====== EXCERPTED PASSAGE

Acute Responses to Aerobic Exercise

  • Cardiovascular Responses
    • Cardiac Output
      • The Cardiac output increases rapidly initially and then gradually and eventually it will reach a plateau.
      • During exercise at maximal intensity, the cardia output may be 4 times the level it is at rest.
      • Cardiac Output = Stroke Volume X Heart Rate
    • Stroke Volume
      • This is the amount of blood that is let out with each heartbeat.
      • The end-diastolic volume increases significantly.
      • The sympathetic stimulation increases stroke volume at the onset of exercise.
    • Heart Rate
      • The rate increases in a linear fashion with intensity.
    • Oxygen Uptake
      • Increases occur during acute bouts of aerobic exercise. It is related to the metabolic efficiency, the mass of exercising muscle, and the intensity of exercise
      • Max Oxygen Uptake is the largest amount f oxygen that is able to be used at the cellular level for the whole body.
      • The Resting Oxygen Uptake is an estimated 3.5 ml of oxygen per kg of body weight per minute. This is often described as 1 MET or Metabolic Equivalent. 
    • Blood Pressure
      • The systolic blood pressure is the estimated pressure that is put on the arterial walls as blood is forcefully ejected during ventricular contractions.
      • Diastolic blood is defined as the pressure on the arterial walls when there is no blood being forcefully ejected.
    • Control of Local
      • The blood flow to active muscles is increased a lot due to the dilation of local arterioles. This all happens during aerobic exercise.
      • Blood flow directed to the other organs is reduced by constriction of the arterioles.
    • Acute aerobic exercise has the result of increasing all of these factors except for diastolic blood pressure, for which it decreases.
  • Respiratory Responses
    • Aerobic exercise gives the greatest impact on oxygen and carbon dioxide production.

============
====== DATASET ENTRIES

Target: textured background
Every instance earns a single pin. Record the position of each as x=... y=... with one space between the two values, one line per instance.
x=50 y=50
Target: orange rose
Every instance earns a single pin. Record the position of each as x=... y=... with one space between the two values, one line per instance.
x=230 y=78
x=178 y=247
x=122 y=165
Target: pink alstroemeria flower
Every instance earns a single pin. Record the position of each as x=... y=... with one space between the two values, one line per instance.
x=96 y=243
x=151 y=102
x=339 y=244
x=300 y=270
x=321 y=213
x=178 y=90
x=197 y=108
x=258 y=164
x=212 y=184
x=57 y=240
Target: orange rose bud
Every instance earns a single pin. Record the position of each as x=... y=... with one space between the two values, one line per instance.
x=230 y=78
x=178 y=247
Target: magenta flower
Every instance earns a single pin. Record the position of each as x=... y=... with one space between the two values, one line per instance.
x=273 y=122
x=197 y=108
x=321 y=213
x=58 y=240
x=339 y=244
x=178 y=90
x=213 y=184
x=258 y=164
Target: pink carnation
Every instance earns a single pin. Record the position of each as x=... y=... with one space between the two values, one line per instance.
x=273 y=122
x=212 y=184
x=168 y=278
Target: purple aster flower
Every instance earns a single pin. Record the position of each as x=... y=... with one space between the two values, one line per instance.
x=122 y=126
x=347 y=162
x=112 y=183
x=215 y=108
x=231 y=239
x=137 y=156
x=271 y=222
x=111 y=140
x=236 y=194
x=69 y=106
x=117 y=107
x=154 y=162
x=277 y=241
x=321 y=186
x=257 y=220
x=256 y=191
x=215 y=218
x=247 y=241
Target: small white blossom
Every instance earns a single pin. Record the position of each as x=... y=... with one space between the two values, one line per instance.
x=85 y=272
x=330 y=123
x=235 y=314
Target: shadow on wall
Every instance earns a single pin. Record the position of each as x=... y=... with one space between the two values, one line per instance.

============

## QUESTIONS ON THE MATERIAL
• a. Do these statements agree with the aerobic exercise outline? (i) Heart rate rises in a linear fashion as exercise intensity goes up. (ii) Blood flow to the other organs increases during aerobic exercise. (iii) Resting oxygen uptake is often described as 1 MET. For each, answer yes or no and quote the words from the outline that decide it.
• b. Resume the aerobic exercise outline after its final line.
The collected data lines are separate material that has nothing to do with the aerobic exercise outline.

## EXPECTED RESPONSES
• a.
(i) Yes: "The rate increases in a linear fashion with intensity."
(ii) No: "Blood flow directed to the other organs is reduced by constriction of the arterioles."
(iii) Yes: "This is often described as 1 MET or Metabolic Equivalent."

• b.
    • When exercising aerobically, there are large amounts of oxygen diffused from the capillaries into the tissues, there are increased levels of carbon dioxide movement from the blood to the alveoli, and there are increases in ventilation in order to maintain the appropriate alveolar concentrations of gases.
  • Gas Responses
    • During aerobic exercise of the High Intensity variety, pressure gradients of O2 and CO2 causes gas movement from cell membranes to other cell membranes.
    • Diffusing capacities of O2 and CO2 increases greatly during exercise.
  • Blood Transport of Gases and Metabolic by-Products
    • Hemoglobin carries most of the Oxygen in blood.
    • Carbon dioxide is removed when it combines with water and is delivered to the lungs in the form of bicarbonate.
    • When we exercise at a low or moderate pace, there is enough oxygen for lactic acid to not accumulate due to the removal rate being more than the production rate.
    • The Onset of Blood Lactate is the exercise level where lactic acid shows.

Chronic Adaptations to Aerobic Exercise

  • Physiological Adaptions to Aerobic Endurance Training
    • Performance
      • There is no change in muscle strength.
      • There is an increase in low power output for muscular endurance.
      • There is no change or even a potential decrease in the max rate of force production.
      • Vertical jumping ability remains unchanged.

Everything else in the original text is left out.